→ Task
Write out every line of the records below again, requests included, with each point coordinate in the answers scaled by 1.1 and rounded to a whole number (halves round up), leaving the sample coordinates in the requests unchanged. Leave the pictures out of your answer.

____________________

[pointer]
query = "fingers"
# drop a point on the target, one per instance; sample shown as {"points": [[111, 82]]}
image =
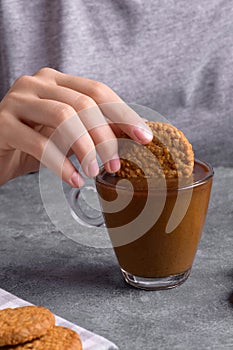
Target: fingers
{"points": [[82, 132], [110, 104], [45, 151]]}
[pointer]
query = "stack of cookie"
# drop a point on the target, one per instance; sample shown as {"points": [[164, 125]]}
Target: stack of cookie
{"points": [[169, 154], [33, 327]]}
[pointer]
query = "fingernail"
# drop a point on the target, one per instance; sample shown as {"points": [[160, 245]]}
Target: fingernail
{"points": [[143, 133], [76, 180], [93, 168], [114, 164]]}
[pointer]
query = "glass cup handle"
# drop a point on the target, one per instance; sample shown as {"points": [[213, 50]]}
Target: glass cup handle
{"points": [[85, 207]]}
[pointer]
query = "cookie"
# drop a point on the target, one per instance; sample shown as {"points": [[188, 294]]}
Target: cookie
{"points": [[169, 154], [58, 338], [23, 324]]}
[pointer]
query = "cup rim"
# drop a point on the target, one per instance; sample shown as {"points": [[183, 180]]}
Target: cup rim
{"points": [[192, 185]]}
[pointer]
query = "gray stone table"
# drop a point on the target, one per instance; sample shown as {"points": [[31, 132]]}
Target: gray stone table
{"points": [[84, 285]]}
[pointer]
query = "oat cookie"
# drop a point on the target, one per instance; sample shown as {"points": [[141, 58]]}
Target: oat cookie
{"points": [[58, 338], [23, 324], [169, 154]]}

____________________

→ Solution
[pointer]
query = "fingers"
# drop a point on the target, one per instance; sample shown as {"points": [[111, 82]]}
image =
Target: fingers
{"points": [[90, 145], [121, 114], [50, 166]]}
[pointer]
query = "stack of cookie"
# drop a point on the target, one per instance; sample shown as {"points": [[164, 125]]}
Target: stack of cookie
{"points": [[186, 169], [36, 360]]}
[pointer]
query = "fingernail"
# drop a point on the target, one per instance; sample shown as {"points": [[160, 245]]}
Target: fingernail
{"points": [[157, 146], [84, 198], [102, 185], [125, 180]]}
[pointer]
query = "glass cup handle"
# drop a point on the target, one per instance; sample shown as {"points": [[213, 50]]}
Target: glass cup handle
{"points": [[94, 228]]}
[pointer]
query = "cookie"
# drop a point on the target, one per instance; sample shown as {"points": [[188, 294]]}
Target: cookie
{"points": [[186, 169], [64, 372], [25, 356]]}
[pointer]
query = "cup rim"
# drop a point on the target, one per instance; sample shown as {"points": [[183, 180]]}
Target: cup rim
{"points": [[211, 204]]}
[pointer]
query = "gray stone table"
# drop a point on the target, one per instance; sample shown as {"points": [[31, 132]]}
Target: gray stone table
{"points": [[92, 314]]}
[pointer]
query = "oat cookie"
# drop a point on the target, one per instance; sample shown as {"points": [[141, 58]]}
Target: oat cookie
{"points": [[64, 372], [25, 356], [186, 169]]}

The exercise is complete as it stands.